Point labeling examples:
□ □ □
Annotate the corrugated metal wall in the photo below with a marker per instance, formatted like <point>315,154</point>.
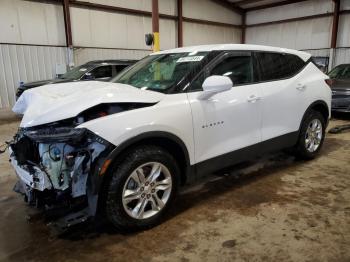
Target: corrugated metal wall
<point>199,34</point>
<point>307,34</point>
<point>24,22</point>
<point>91,28</point>
<point>26,63</point>
<point>312,35</point>
<point>83,55</point>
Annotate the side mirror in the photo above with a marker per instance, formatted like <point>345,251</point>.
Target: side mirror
<point>89,76</point>
<point>215,84</point>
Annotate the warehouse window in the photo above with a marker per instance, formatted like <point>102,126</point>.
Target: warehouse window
<point>275,66</point>
<point>102,72</point>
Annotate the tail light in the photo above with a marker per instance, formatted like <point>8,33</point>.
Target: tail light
<point>329,82</point>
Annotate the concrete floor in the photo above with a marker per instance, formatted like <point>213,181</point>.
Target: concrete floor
<point>276,209</point>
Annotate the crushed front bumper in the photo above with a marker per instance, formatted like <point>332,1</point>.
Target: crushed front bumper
<point>37,180</point>
<point>63,185</point>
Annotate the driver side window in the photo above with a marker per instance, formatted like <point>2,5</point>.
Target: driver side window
<point>237,67</point>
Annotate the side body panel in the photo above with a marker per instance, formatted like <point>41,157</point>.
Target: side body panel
<point>284,102</point>
<point>226,122</point>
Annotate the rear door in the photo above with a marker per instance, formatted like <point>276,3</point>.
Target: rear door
<point>282,91</point>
□ □ □
◆ Set task
Turn all of the data above into a Markdown table with the columns Row and Line, giving each non-blank line its own numbered row. Leave the pictures out.

◆ Written response
| Row | Line |
|---|---|
| 1 | Annotate the corrugated metal wall in the photo below with a marker per instance, formatted like <point>315,154</point>. |
| 2 | Target: corrugated metal wall |
| 3 | <point>199,34</point> |
| 4 | <point>307,34</point> |
| 5 | <point>24,22</point> |
| 6 | <point>91,28</point> |
| 7 | <point>26,63</point> |
| 8 | <point>312,35</point> |
| 9 | <point>83,55</point> |
| 10 | Annotate the side mirror in the photo above with a marker per instance, formatted like <point>345,251</point>. |
| 11 | Target: side mirror |
| 12 | <point>89,76</point> |
| 13 | <point>215,84</point> |
| 14 | Annotate the warehouse window in the photo above with a marker per instance, formatted like <point>102,126</point>. |
| 15 | Target: warehouse window |
| 16 | <point>275,66</point> |
| 17 | <point>102,72</point> |
| 18 | Annotate the tail light in the photo above with a marker per instance, formatted like <point>8,33</point>. |
| 19 | Target: tail light |
| 20 | <point>329,82</point> |
| 21 | Annotate the concrete floor in the photo above with a marker per instance, formatted like <point>213,181</point>. |
| 22 | Target: concrete floor |
| 23 | <point>276,209</point> |
| 24 | Annotate the crushed front bumper in the photo above with a marker per instance, formatted like <point>332,1</point>. |
| 25 | Target: crushed front bumper |
| 26 | <point>37,180</point> |
| 27 | <point>63,185</point> |
| 28 | Annotate the driver side window in the photo above with a marker per instance, formatted like <point>2,5</point>. |
| 29 | Target: driver side window |
| 30 | <point>237,67</point> |
| 31 | Annotate the side body panel in the photo above with a marker per instance, formatted like <point>41,157</point>. |
| 32 | Target: side body panel |
| 33 | <point>284,102</point> |
| 34 | <point>226,122</point> |
| 35 | Annotate the rear door in the photo above with a marker per instance, formatted like <point>276,3</point>. |
| 36 | Target: rear door |
| 37 | <point>282,91</point> |